AVAILABLE DATA ▸
┌──
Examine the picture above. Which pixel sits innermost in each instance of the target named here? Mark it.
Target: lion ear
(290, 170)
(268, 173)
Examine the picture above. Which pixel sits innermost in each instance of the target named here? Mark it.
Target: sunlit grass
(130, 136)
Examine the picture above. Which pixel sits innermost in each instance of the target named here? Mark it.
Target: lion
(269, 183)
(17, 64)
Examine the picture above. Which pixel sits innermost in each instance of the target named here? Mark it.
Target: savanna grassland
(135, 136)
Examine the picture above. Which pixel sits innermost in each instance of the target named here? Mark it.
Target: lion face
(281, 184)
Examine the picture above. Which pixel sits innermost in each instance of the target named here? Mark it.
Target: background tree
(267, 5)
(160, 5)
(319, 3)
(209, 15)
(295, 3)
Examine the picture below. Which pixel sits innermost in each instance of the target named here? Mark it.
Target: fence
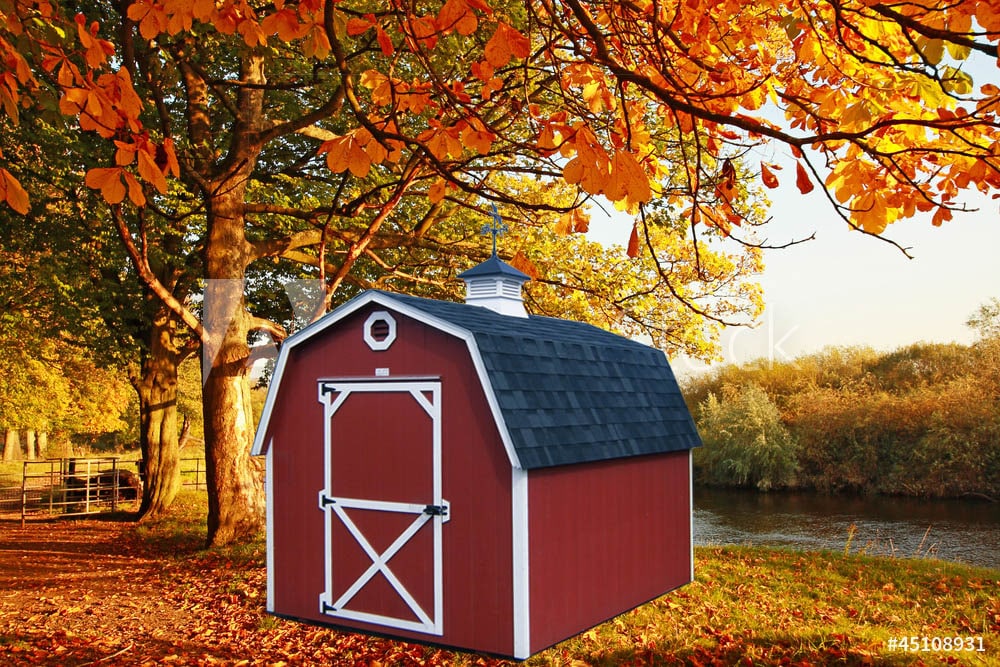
(72, 486)
(75, 486)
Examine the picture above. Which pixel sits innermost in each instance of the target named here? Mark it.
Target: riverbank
(963, 531)
(74, 592)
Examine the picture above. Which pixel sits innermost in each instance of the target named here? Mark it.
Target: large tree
(343, 134)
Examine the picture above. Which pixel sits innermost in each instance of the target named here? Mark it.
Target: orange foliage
(876, 94)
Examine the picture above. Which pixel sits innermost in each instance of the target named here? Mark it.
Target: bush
(745, 442)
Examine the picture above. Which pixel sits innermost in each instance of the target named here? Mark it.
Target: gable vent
(496, 285)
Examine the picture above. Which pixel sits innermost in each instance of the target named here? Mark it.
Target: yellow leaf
(521, 262)
(437, 191)
(573, 171)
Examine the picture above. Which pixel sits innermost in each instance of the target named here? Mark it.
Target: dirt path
(90, 592)
(73, 592)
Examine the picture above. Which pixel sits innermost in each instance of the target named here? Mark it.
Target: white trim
(427, 394)
(269, 528)
(691, 507)
(370, 340)
(260, 445)
(521, 561)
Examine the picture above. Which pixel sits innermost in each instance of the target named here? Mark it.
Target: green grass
(773, 605)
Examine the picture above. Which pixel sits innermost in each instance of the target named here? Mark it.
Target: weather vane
(495, 227)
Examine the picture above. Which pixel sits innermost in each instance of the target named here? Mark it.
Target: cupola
(496, 285)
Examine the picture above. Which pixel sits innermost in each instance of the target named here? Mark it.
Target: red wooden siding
(475, 471)
(605, 537)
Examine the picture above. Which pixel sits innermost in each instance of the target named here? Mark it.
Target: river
(962, 531)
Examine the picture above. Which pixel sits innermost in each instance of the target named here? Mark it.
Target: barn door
(383, 506)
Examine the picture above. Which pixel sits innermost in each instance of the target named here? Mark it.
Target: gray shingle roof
(570, 392)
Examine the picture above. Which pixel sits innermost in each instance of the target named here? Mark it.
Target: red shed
(471, 476)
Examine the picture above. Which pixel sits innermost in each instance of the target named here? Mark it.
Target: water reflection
(963, 531)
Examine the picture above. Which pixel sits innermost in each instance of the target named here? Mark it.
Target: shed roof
(562, 392)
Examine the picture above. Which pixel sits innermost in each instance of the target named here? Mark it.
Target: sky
(848, 289)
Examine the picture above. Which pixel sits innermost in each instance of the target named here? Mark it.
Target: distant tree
(986, 320)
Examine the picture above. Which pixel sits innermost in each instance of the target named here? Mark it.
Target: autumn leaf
(767, 176)
(726, 185)
(479, 138)
(458, 16)
(285, 23)
(12, 192)
(633, 242)
(108, 181)
(802, 181)
(437, 191)
(359, 26)
(150, 172)
(505, 44)
(135, 192)
(384, 42)
(521, 262)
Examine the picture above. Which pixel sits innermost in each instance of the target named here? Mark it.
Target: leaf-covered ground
(93, 592)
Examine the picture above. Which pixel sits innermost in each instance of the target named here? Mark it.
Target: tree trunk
(157, 389)
(235, 480)
(30, 445)
(11, 446)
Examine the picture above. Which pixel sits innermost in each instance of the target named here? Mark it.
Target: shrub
(745, 443)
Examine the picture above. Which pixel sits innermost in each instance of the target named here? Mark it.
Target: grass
(773, 605)
(762, 604)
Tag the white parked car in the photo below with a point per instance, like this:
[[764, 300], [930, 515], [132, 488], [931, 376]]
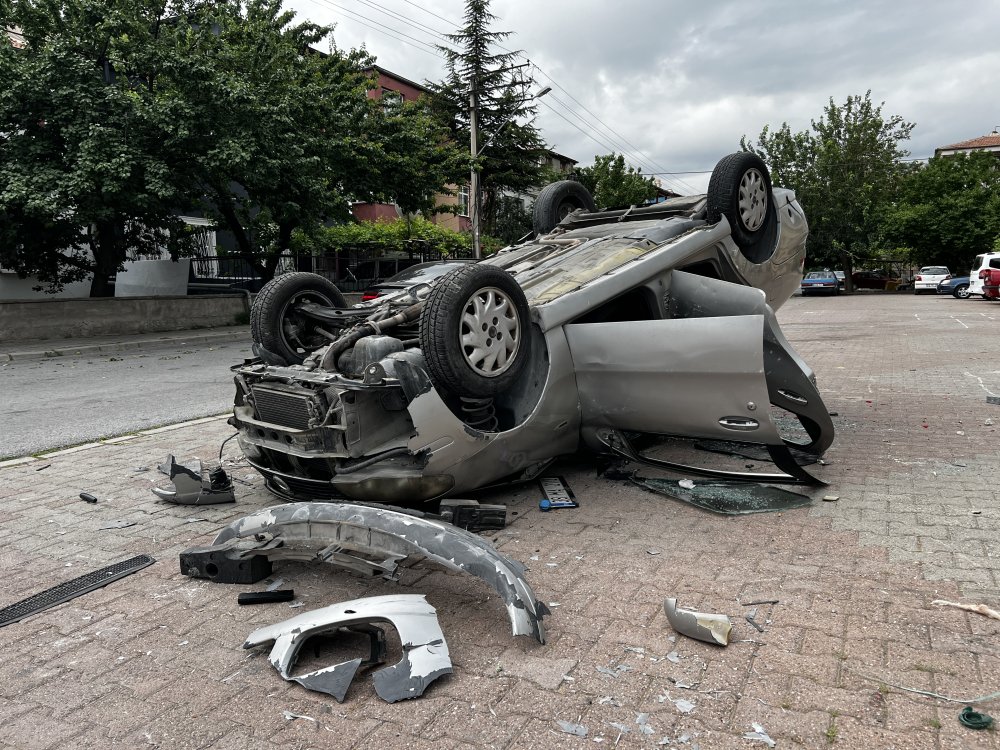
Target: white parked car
[[929, 277]]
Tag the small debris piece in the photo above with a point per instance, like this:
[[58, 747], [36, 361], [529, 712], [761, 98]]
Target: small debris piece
[[682, 705], [979, 609], [643, 721], [702, 626], [570, 728], [759, 735], [120, 523], [289, 716], [265, 597], [750, 618], [616, 671], [974, 719]]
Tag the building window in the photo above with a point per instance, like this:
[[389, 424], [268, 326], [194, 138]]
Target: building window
[[391, 100], [463, 200]]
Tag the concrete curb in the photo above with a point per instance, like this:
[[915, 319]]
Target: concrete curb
[[120, 346]]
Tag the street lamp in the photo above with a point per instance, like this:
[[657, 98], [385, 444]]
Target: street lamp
[[475, 151]]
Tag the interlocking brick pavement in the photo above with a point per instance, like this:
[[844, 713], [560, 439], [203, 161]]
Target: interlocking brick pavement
[[155, 659]]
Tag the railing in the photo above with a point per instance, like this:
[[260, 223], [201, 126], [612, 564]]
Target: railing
[[353, 268]]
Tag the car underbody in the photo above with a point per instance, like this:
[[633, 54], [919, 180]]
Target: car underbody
[[652, 320]]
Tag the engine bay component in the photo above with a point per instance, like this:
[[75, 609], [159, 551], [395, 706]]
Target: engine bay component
[[193, 485], [425, 652], [702, 626], [366, 539]]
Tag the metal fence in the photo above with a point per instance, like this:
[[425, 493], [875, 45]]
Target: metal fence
[[353, 268]]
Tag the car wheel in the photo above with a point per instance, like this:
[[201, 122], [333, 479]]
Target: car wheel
[[557, 201], [740, 190], [278, 328], [473, 331]]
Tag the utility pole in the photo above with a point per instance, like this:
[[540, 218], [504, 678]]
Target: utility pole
[[474, 177]]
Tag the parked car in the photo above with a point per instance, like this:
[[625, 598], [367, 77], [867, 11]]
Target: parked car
[[929, 277], [875, 280], [820, 282], [605, 325], [990, 279], [421, 273], [981, 263], [957, 286]]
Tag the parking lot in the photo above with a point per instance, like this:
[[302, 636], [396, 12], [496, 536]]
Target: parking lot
[[156, 659]]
└──
EXERCISE DETAILS ▸
Retype all of the material above verbatim, leaving out the pictures.

SOLUTION BELOW ▸
Examine the picture above. Which pixel sits innermost in each instance of the target named here? Mark it.
Target: lion ear
(290, 170)
(268, 173)
Examine the picture above. Which pixel sits innermost in each instance of the target named here? Mark it.
Target: sunlit grass
(130, 136)
Examine the picture above. Which pixel sits innermost in each instance of the target named here? Mark it.
Target: lion
(269, 183)
(17, 64)
Examine the picture above. Which pixel sits innermost in each instance of the target named here? Mark it.
Target: savanna grassland
(135, 136)
Examine the picture above. Which pixel sits innermost in each instance of the target named here? Mark it.
Target: lion face
(281, 184)
Examine the picture above. Which pixel sits innermost in each instance of the target named here? Mark it.
Target: background tree
(267, 5)
(160, 5)
(319, 3)
(209, 15)
(295, 3)
Examine the picture below. Which pixel sits innermost in each instance of the target named here? Mark it.
Target: fence
(72, 486)
(75, 486)
Examine the picture above. Which pixel sits innermost in each instance of the target named here? Mark it.
Target: riverbank
(963, 531)
(74, 592)
Examine the picture above. Which pixel sits innermost in each instance of the target named here? Mark it.
Target: large tree
(343, 134)
Examine the picture above. Which pixel sits innermost in each instance of the target named here? Mark it.
Target: orange foliage
(876, 94)
Examine the picture above. Which pixel sits innermost in each instance of the target named here? Mark it.
Target: bush
(745, 442)
Examine the picture above. Which pixel sits innermost in each instance of the target named here? Mark it.
Target: gable vent
(496, 285)
Examine the picture above. Which pixel sits innermost in each instance of the target named here? Mark it.
Target: yellow leaf
(521, 262)
(437, 191)
(573, 171)
Examine the picture above. Which pixel sits innermost in each instance of the target named here? Mark it.
Target: dirt path
(90, 592)
(73, 592)
Examine the picture above. Which pixel sits innermost in each instance of the target named here? Mark it.
Target: white trim
(427, 394)
(269, 528)
(691, 507)
(370, 340)
(260, 445)
(521, 561)
Examine the picture above. Which pixel sits innermost in each instance of the target named here? Mark it.
Target: green grass
(773, 605)
Examine the picture above. Which pixel sits innermost in each instance of the target named here? Mark it.
Target: weather vane
(495, 227)
Examine the picture above. Which pixel sits innermost in each instance of the target named here? Mark it.
Target: cupola
(496, 285)
Examine the picture above. Which pixel sits innermost in each instance of the target named here? Mark it.
Target: red wooden siding
(475, 471)
(605, 537)
Examine the picture above. Which pixel sits innermost in each instance of the target named here? Mark it.
Target: river
(962, 531)
Examine the picture above. Which pixel sits innermost in each instance of the target named here? Mark it.
Target: barn door
(383, 506)
Examine the picture above. Which pixel sits innermost in each instance of the target named here? Mark it.
Target: gray shingle roof
(570, 392)
Examine the picture above. Which pixel sits innermost in each instance of the target named here? Mark it.
Target: red shed
(471, 476)
Examine the picture above. Which pixel sits innermost in each instance of the target named here? Mark it.
Target: water reflection
(963, 531)
Examine the picture above. Which pixel sits innermost in each instance of the target named here? Mark it.
Target: shed roof
(562, 392)
Examine the picture above. Which pixel sits innermost in each instance of the target named here? Mark it.
Target: sky
(848, 289)
Examine the picture above. Which pixel sits innermost in each instance of the target named here? Mark it.
Target: distant tree
(986, 320)
Examine the picture above. Which pixel sits innermost in each instance of the target named here? Mark it.
Target: autumn leaf
(767, 176)
(726, 185)
(479, 138)
(458, 16)
(285, 23)
(12, 192)
(633, 242)
(108, 181)
(802, 181)
(437, 191)
(359, 26)
(150, 172)
(505, 44)
(135, 192)
(384, 42)
(521, 262)
Examine the picture above. Which pixel sits innermost in each instance of the target named here? Mark it.
Target: leaf-covered ground
(93, 592)
Examine the picture above. Which pixel sits innermost in each instance of the target named here? Mark it.
Target: tree trunk
(157, 389)
(235, 480)
(30, 445)
(11, 446)
Examine the picture above. Which pixel sits innermost in each instance of the target named here? Mark it.
Target: shrub
(745, 443)
Examine the picture above. Which pixel sits innermost in each instance of the target named here? Mark it.
Target: grass
(773, 605)
(762, 604)
Tag the white parked car in the photo below with a point per instance, like this:
[[764, 300], [930, 515], [132, 488], [931, 376]]
Target: white parked car
[[929, 277]]
Tag the small debris piece in the photo above with a point per instance, like this:
[[58, 747], [36, 361], [529, 712], [761, 98]]
Target: small debris piece
[[682, 705], [979, 609], [643, 721], [702, 626], [570, 728], [759, 735], [120, 523], [289, 716], [265, 597], [750, 618], [616, 671], [974, 719]]
Tag the building window in the photo above with a point per instance, like this:
[[389, 424], [268, 326], [194, 138]]
Target: building window
[[391, 100], [463, 200]]
Tag the concrete curb in the photo above with a point per instance, like this:
[[915, 319]]
Target: concrete curb
[[120, 346]]
Tag the street lamp in the photo above with a point per instance, like this:
[[657, 98], [385, 444]]
Target: street lamp
[[475, 151]]
Tag the interlocking brick pavement in the photo above with a point per instance, like this:
[[844, 713], [560, 439], [203, 161]]
Target: interlocking brick pavement
[[155, 659]]
Tag the railing in the photo above with a point per instance, like this:
[[260, 223], [201, 126], [612, 564]]
Target: railing
[[353, 268]]
Tag the car underbody in the photo above with a point per instance, like this:
[[633, 54], [919, 180]]
Target: car underbody
[[652, 320]]
Tag the engine bay component in the photo above with a point per instance, like this:
[[75, 609], [159, 551], [395, 706]]
Target: engine bay component
[[193, 485], [425, 652], [702, 626], [366, 539]]
Tag the metal fence in the photo above with a point per instance, like this:
[[425, 493], [875, 45]]
Target: metal fence
[[353, 268]]
Tag the car wheel in the photo above with a point per instance, like this:
[[201, 122], [333, 479]]
Target: car wheel
[[557, 201], [740, 190], [278, 328], [473, 331]]
Tag the utility pole in the photo above with a point per instance, like this:
[[540, 218], [504, 678]]
Target: utility pole
[[474, 177]]
Tag the parked car in the photo above with a point per instance, like this:
[[625, 598], [367, 77], [867, 11]]
Target: parked car
[[929, 277], [875, 280], [820, 282], [605, 325], [990, 279], [421, 273], [981, 263], [957, 286]]
Tag the parking lot in the photo above with a point per instance, like this:
[[302, 636], [396, 12], [496, 536]]
Target: parking lot
[[156, 659]]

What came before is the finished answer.